[Task instructions]
Every record should be repeated exactly, except that pictures are left out.

[Rows from a pointing dataset]
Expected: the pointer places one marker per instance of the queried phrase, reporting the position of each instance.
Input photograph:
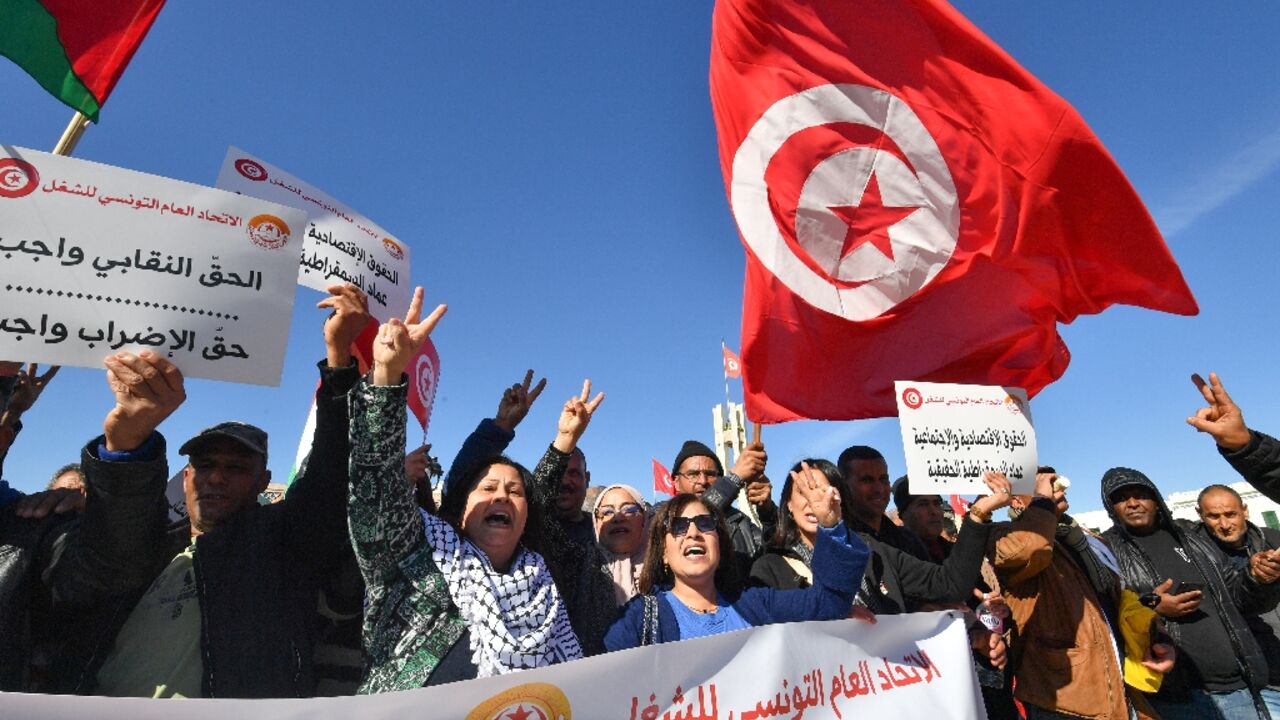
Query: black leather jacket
(257, 575)
(1230, 592)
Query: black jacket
(1264, 623)
(1229, 592)
(26, 550)
(896, 582)
(257, 575)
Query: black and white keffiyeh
(517, 619)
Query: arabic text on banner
(903, 666)
(96, 259)
(952, 434)
(339, 244)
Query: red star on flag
(869, 220)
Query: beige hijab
(625, 569)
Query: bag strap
(649, 632)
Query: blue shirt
(691, 624)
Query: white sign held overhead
(952, 434)
(96, 259)
(339, 245)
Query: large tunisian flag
(914, 205)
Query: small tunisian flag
(914, 205)
(423, 370)
(76, 49)
(732, 365)
(662, 479)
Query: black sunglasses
(680, 525)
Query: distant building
(1262, 510)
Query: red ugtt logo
(912, 399)
(17, 177)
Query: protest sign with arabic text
(339, 244)
(913, 665)
(96, 259)
(952, 434)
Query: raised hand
(759, 491)
(27, 392)
(416, 464)
(397, 341)
(516, 401)
(147, 390)
(1046, 486)
(1160, 657)
(1001, 492)
(1223, 418)
(1265, 568)
(750, 463)
(342, 327)
(575, 418)
(823, 500)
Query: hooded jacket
(1228, 589)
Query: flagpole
(72, 135)
(723, 351)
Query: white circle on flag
(425, 372)
(922, 241)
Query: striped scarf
(517, 619)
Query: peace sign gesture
(516, 401)
(575, 418)
(397, 341)
(816, 488)
(1223, 418)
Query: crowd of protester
(101, 595)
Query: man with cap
(223, 604)
(867, 486)
(698, 470)
(923, 515)
(1203, 598)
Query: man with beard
(1225, 519)
(867, 486)
(1184, 578)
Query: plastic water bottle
(988, 618)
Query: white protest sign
(96, 259)
(341, 245)
(954, 434)
(913, 665)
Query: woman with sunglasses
(689, 565)
(621, 527)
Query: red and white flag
(732, 365)
(662, 481)
(914, 205)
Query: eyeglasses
(680, 525)
(629, 510)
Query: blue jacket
(839, 560)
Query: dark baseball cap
(252, 438)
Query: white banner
(96, 259)
(341, 245)
(904, 666)
(952, 434)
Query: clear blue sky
(554, 168)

[Solution to this problem]
Expected: the pointer places one marker per instance of the queried phrase, reporting the position of each instance.
Input photograph:
Query: black leather jacket
(257, 575)
(1230, 592)
Query: black jacket
(1264, 623)
(1229, 592)
(26, 550)
(896, 582)
(257, 575)
Query: black and white keffiyeh
(517, 619)
Query: arabic text on banner
(903, 666)
(96, 259)
(952, 434)
(339, 244)
Query: red star on flag
(869, 220)
Query: beige hijab
(625, 569)
Query: bag strap
(649, 632)
Query: blue shirt
(691, 624)
Query: white sign held overhead
(952, 434)
(96, 259)
(339, 245)
Query: large tunisian flag
(914, 205)
Query: small tunisian flag
(914, 205)
(423, 370)
(76, 49)
(732, 365)
(662, 479)
Query: black sunglasses
(680, 525)
Query: distant building
(1262, 510)
Query: red ugtt logo
(912, 399)
(17, 177)
Query: protest sign with arabic text
(339, 244)
(913, 665)
(96, 259)
(952, 434)
Query: raised hand
(759, 491)
(27, 392)
(416, 464)
(397, 341)
(516, 401)
(147, 390)
(1046, 486)
(1160, 657)
(1001, 492)
(1223, 418)
(1265, 568)
(750, 463)
(342, 327)
(575, 418)
(823, 500)
Query: hooded jacket
(1228, 589)
Query: flagpole
(72, 135)
(723, 351)
Query: white circle on flag
(425, 372)
(922, 241)
Query: striped scarf
(517, 619)
Query: peace sign gesture
(516, 401)
(575, 418)
(397, 341)
(816, 488)
(1223, 418)
Query: crowd of protester
(101, 595)
Query: man with cap
(223, 604)
(867, 486)
(698, 470)
(923, 515)
(1203, 598)
Query: man with beard
(1225, 519)
(867, 486)
(1184, 578)
Query: plastic water bottle
(988, 618)
Query: white protest sign
(96, 259)
(341, 245)
(954, 434)
(913, 665)
Query: woman with sunglasses
(689, 565)
(621, 527)
Query: red and white flag
(732, 365)
(662, 481)
(914, 205)
Query: eyeglasses
(680, 525)
(629, 510)
Query: blue jacket
(839, 560)
Query: dark baseball cap
(252, 438)
Query: white banner
(96, 259)
(341, 245)
(904, 666)
(952, 434)
Query: clear blue sky
(554, 168)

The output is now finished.